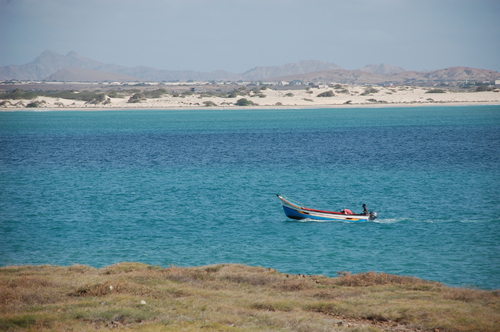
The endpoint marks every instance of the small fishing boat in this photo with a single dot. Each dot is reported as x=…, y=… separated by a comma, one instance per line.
x=296, y=211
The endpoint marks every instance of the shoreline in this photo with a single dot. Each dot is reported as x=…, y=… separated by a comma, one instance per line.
x=234, y=297
x=308, y=98
x=149, y=108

++++++

■ Jouw opdracht
Herschrijf alle records hierboven en vervang daarbij overal "single dot" door "single point", terwijl de rest ongewijzigd blijft. Laat de afbeeldingen in je antwoord weg.

■ De oplossing
The endpoint marks every instance of the small fishing boat in this photo with a single point. Each dot is reported as x=…, y=… separated by a comma, one instance per line.
x=296, y=211
The endpoint marks every instance of the shoreline in this photo with a single point. Each dot is reported as x=…, y=… separated by a comma, one instance per line.
x=234, y=297
x=308, y=98
x=149, y=108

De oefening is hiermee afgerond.